EXERCISE:
Copy each of the following records word for word, leaving the pictures out of your reproduction.
++++++++
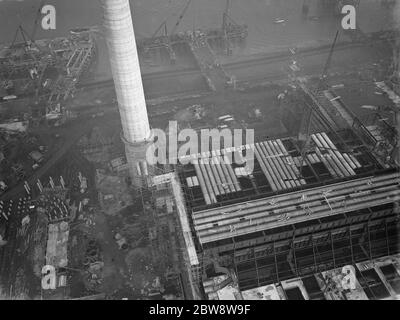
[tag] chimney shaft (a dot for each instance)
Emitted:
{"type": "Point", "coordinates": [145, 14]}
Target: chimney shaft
{"type": "Point", "coordinates": [125, 67]}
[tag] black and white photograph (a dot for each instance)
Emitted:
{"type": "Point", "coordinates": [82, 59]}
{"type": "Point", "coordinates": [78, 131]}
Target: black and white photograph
{"type": "Point", "coordinates": [200, 156]}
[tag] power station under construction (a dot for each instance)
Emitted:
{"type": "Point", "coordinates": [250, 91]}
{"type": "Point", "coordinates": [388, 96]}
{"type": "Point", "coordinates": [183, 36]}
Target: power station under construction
{"type": "Point", "coordinates": [308, 210]}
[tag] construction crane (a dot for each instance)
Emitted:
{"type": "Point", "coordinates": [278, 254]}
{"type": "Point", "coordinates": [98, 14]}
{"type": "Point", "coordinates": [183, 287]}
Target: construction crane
{"type": "Point", "coordinates": [329, 60]}
{"type": "Point", "coordinates": [225, 18]}
{"type": "Point", "coordinates": [163, 25]}
{"type": "Point", "coordinates": [37, 19]}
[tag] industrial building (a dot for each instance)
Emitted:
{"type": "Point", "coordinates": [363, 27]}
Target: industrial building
{"type": "Point", "coordinates": [317, 216]}
{"type": "Point", "coordinates": [298, 213]}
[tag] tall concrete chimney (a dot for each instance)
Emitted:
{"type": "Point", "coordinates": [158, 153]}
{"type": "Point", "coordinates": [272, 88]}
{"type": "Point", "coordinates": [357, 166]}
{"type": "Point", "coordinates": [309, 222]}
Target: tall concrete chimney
{"type": "Point", "coordinates": [125, 67]}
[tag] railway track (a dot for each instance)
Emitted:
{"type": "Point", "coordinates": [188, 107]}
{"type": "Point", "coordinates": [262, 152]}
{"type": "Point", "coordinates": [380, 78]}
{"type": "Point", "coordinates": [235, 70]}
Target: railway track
{"type": "Point", "coordinates": [263, 60]}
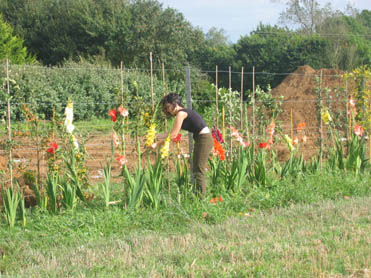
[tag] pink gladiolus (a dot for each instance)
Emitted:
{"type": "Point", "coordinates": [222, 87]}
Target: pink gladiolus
{"type": "Point", "coordinates": [263, 145]}
{"type": "Point", "coordinates": [295, 141]}
{"type": "Point", "coordinates": [123, 112]}
{"type": "Point", "coordinates": [53, 148]}
{"type": "Point", "coordinates": [178, 138]}
{"type": "Point", "coordinates": [121, 160]}
{"type": "Point", "coordinates": [217, 135]}
{"type": "Point", "coordinates": [113, 114]}
{"type": "Point", "coordinates": [358, 130]}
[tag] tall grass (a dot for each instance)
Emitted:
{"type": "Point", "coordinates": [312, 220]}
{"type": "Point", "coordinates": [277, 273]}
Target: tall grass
{"type": "Point", "coordinates": [317, 226]}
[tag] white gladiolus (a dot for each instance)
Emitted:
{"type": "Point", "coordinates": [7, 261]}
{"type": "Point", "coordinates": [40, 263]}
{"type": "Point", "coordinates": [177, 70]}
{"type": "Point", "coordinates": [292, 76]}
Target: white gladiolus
{"type": "Point", "coordinates": [70, 128]}
{"type": "Point", "coordinates": [69, 117]}
{"type": "Point", "coordinates": [75, 143]}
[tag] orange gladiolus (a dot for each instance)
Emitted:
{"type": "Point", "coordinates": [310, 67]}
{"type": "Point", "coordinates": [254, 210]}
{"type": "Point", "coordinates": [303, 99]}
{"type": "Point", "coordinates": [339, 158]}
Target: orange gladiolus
{"type": "Point", "coordinates": [301, 126]}
{"type": "Point", "coordinates": [218, 149]}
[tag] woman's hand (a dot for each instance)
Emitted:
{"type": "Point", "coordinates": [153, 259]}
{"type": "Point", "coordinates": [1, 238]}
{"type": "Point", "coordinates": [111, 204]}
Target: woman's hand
{"type": "Point", "coordinates": [154, 146]}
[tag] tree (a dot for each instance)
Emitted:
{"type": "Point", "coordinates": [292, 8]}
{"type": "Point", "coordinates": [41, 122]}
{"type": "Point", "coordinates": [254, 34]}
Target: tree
{"type": "Point", "coordinates": [11, 46]}
{"type": "Point", "coordinates": [278, 50]}
{"type": "Point", "coordinates": [306, 14]}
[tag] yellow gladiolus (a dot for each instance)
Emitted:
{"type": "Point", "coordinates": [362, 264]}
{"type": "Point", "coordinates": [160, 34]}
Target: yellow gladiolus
{"type": "Point", "coordinates": [326, 117]}
{"type": "Point", "coordinates": [165, 148]}
{"type": "Point", "coordinates": [151, 135]}
{"type": "Point", "coordinates": [288, 141]}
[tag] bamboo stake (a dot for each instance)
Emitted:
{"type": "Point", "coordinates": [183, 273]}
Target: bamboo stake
++++++++
SOLUTION TO THIS TASK:
[tag] chimney shaft (a dot for each instance)
Emitted:
{"type": "Point", "coordinates": [145, 14]}
Target: chimney shaft
{"type": "Point", "coordinates": [125, 67]}
[tag] black and white photograph (a dot for each instance)
Emitted:
{"type": "Point", "coordinates": [82, 59]}
{"type": "Point", "coordinates": [78, 131]}
Target: black and white photograph
{"type": "Point", "coordinates": [200, 156]}
[tag] power station under construction (a dot for each instance)
Emitted:
{"type": "Point", "coordinates": [250, 91]}
{"type": "Point", "coordinates": [388, 96]}
{"type": "Point", "coordinates": [183, 36]}
Target: power station under construction
{"type": "Point", "coordinates": [308, 210]}
[tag] construction crane (a dot for each instance)
Emitted:
{"type": "Point", "coordinates": [278, 254]}
{"type": "Point", "coordinates": [98, 14]}
{"type": "Point", "coordinates": [183, 287]}
Target: construction crane
{"type": "Point", "coordinates": [329, 60]}
{"type": "Point", "coordinates": [225, 18]}
{"type": "Point", "coordinates": [163, 25]}
{"type": "Point", "coordinates": [37, 19]}
[tag] industrial building (a dot for each instance)
Emitted:
{"type": "Point", "coordinates": [363, 27]}
Target: industrial building
{"type": "Point", "coordinates": [317, 216]}
{"type": "Point", "coordinates": [298, 213]}
[tag] tall concrete chimney (a dot for each instance)
Emitted:
{"type": "Point", "coordinates": [158, 153]}
{"type": "Point", "coordinates": [272, 88]}
{"type": "Point", "coordinates": [357, 166]}
{"type": "Point", "coordinates": [309, 222]}
Target: tall concrete chimney
{"type": "Point", "coordinates": [125, 67]}
[tag] railway track (a dot for each instance)
Emitted:
{"type": "Point", "coordinates": [188, 107]}
{"type": "Point", "coordinates": [262, 152]}
{"type": "Point", "coordinates": [380, 78]}
{"type": "Point", "coordinates": [235, 70]}
Target: railway track
{"type": "Point", "coordinates": [263, 60]}
[tag] pink gladiolus (a dot for each instance)
Emitted:
{"type": "Point", "coordinates": [222, 87]}
Target: pink gladiolus
{"type": "Point", "coordinates": [263, 145]}
{"type": "Point", "coordinates": [295, 141]}
{"type": "Point", "coordinates": [123, 112]}
{"type": "Point", "coordinates": [53, 148]}
{"type": "Point", "coordinates": [178, 138]}
{"type": "Point", "coordinates": [121, 160]}
{"type": "Point", "coordinates": [217, 135]}
{"type": "Point", "coordinates": [113, 114]}
{"type": "Point", "coordinates": [358, 130]}
[tag] tall grass (a dot for each instance)
Emitted:
{"type": "Point", "coordinates": [312, 220]}
{"type": "Point", "coordinates": [277, 273]}
Target: tall grass
{"type": "Point", "coordinates": [317, 226]}
[tag] white gladiolus (a dot for each instance)
Emitted:
{"type": "Point", "coordinates": [7, 261]}
{"type": "Point", "coordinates": [40, 263]}
{"type": "Point", "coordinates": [177, 70]}
{"type": "Point", "coordinates": [292, 76]}
Target: white gladiolus
{"type": "Point", "coordinates": [70, 128]}
{"type": "Point", "coordinates": [69, 117]}
{"type": "Point", "coordinates": [75, 143]}
[tag] orange gladiolus (a dot for each instance)
Emitted:
{"type": "Point", "coordinates": [310, 67]}
{"type": "Point", "coordinates": [254, 210]}
{"type": "Point", "coordinates": [303, 99]}
{"type": "Point", "coordinates": [339, 158]}
Target: orange gladiolus
{"type": "Point", "coordinates": [301, 126]}
{"type": "Point", "coordinates": [218, 149]}
[tag] woman's hand (a dot for each instance)
Emitted:
{"type": "Point", "coordinates": [153, 259]}
{"type": "Point", "coordinates": [1, 238]}
{"type": "Point", "coordinates": [111, 204]}
Target: woman's hand
{"type": "Point", "coordinates": [154, 146]}
[tag] tree (a dot for each instance)
Emitted:
{"type": "Point", "coordinates": [292, 8]}
{"type": "Point", "coordinates": [41, 122]}
{"type": "Point", "coordinates": [254, 34]}
Target: tree
{"type": "Point", "coordinates": [11, 46]}
{"type": "Point", "coordinates": [278, 50]}
{"type": "Point", "coordinates": [306, 14]}
[tag] yellow gladiolus (a dot for each instance)
Emitted:
{"type": "Point", "coordinates": [362, 264]}
{"type": "Point", "coordinates": [160, 34]}
Target: yellow gladiolus
{"type": "Point", "coordinates": [326, 117]}
{"type": "Point", "coordinates": [165, 148]}
{"type": "Point", "coordinates": [151, 135]}
{"type": "Point", "coordinates": [288, 141]}
[tag] bamboo stake (a dot for each instance)
Emitted:
{"type": "Point", "coordinates": [183, 273]}
Target: bamboo stake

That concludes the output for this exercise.